Records for the task —
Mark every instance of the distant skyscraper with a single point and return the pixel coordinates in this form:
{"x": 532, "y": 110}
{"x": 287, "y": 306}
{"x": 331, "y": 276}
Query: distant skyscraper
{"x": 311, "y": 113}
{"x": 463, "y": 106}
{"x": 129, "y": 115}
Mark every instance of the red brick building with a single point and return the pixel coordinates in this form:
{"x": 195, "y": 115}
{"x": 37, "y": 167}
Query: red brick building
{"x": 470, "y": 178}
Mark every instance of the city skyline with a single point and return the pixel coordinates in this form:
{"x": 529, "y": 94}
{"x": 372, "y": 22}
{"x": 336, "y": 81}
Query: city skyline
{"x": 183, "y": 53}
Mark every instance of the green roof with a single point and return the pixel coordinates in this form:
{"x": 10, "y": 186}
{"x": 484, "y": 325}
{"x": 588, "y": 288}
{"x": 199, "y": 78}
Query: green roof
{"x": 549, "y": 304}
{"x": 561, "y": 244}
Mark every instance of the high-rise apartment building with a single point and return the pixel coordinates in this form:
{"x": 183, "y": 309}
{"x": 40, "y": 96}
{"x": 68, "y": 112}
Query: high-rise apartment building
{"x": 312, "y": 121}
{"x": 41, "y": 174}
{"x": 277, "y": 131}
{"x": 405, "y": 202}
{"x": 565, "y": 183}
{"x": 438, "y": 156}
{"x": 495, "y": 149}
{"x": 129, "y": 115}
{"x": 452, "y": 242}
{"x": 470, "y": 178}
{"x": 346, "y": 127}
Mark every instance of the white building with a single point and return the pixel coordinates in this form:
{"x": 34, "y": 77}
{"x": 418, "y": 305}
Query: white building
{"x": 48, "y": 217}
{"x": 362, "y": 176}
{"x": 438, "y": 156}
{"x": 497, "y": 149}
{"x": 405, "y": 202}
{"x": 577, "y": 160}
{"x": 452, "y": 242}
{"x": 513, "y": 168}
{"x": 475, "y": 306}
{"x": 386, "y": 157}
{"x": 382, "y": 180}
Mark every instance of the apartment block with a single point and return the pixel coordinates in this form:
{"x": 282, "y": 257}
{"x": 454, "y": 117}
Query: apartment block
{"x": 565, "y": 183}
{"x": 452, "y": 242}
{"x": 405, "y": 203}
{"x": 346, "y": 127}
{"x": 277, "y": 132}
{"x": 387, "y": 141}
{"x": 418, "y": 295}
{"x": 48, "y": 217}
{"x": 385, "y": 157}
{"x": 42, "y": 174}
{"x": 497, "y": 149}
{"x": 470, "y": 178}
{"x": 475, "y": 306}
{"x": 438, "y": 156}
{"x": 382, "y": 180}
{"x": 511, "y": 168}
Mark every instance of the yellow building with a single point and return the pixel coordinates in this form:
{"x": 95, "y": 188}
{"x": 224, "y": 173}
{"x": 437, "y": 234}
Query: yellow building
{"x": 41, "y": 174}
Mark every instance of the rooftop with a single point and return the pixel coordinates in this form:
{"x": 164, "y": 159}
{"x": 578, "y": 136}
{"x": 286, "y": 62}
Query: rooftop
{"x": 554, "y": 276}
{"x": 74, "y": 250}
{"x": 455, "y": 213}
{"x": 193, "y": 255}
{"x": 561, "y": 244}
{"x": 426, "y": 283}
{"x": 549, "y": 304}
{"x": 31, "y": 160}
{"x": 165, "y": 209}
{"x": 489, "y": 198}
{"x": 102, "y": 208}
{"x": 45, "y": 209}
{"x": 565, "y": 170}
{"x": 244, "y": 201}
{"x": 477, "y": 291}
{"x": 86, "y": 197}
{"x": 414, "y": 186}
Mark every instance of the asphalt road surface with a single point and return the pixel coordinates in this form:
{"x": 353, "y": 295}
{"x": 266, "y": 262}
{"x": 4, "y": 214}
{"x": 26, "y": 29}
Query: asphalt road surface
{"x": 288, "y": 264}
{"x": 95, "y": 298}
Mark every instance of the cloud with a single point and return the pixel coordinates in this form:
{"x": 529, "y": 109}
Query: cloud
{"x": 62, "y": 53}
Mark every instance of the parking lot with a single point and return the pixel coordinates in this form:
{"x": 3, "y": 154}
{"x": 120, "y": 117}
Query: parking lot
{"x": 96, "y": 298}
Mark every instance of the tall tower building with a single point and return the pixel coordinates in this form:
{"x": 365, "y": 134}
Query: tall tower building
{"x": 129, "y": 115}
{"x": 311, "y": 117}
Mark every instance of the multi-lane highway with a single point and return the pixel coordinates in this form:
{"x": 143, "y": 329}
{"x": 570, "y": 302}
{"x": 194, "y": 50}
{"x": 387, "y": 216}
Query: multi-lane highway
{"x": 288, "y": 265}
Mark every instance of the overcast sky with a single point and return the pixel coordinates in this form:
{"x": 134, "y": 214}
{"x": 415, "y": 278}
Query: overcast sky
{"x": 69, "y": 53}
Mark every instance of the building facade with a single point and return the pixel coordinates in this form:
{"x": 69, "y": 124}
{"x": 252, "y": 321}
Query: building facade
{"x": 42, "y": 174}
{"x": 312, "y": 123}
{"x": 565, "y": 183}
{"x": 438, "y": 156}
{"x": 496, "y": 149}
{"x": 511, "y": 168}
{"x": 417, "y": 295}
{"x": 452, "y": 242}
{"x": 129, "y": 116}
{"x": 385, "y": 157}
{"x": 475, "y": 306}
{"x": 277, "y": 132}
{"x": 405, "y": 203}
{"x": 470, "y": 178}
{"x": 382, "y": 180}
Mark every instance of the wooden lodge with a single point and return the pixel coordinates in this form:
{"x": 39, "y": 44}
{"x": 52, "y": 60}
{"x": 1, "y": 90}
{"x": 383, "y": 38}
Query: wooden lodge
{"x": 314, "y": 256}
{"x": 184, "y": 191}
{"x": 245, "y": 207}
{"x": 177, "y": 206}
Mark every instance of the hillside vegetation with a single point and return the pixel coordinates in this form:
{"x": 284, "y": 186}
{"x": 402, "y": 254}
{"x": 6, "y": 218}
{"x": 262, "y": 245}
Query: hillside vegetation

Problem to solve —
Return every line of the material in which the word "hillside" is found.

Written answer —
Mark every instance of the hillside vegetation with a single point and return the pixel coordinates in this form:
Query: hillside vegetation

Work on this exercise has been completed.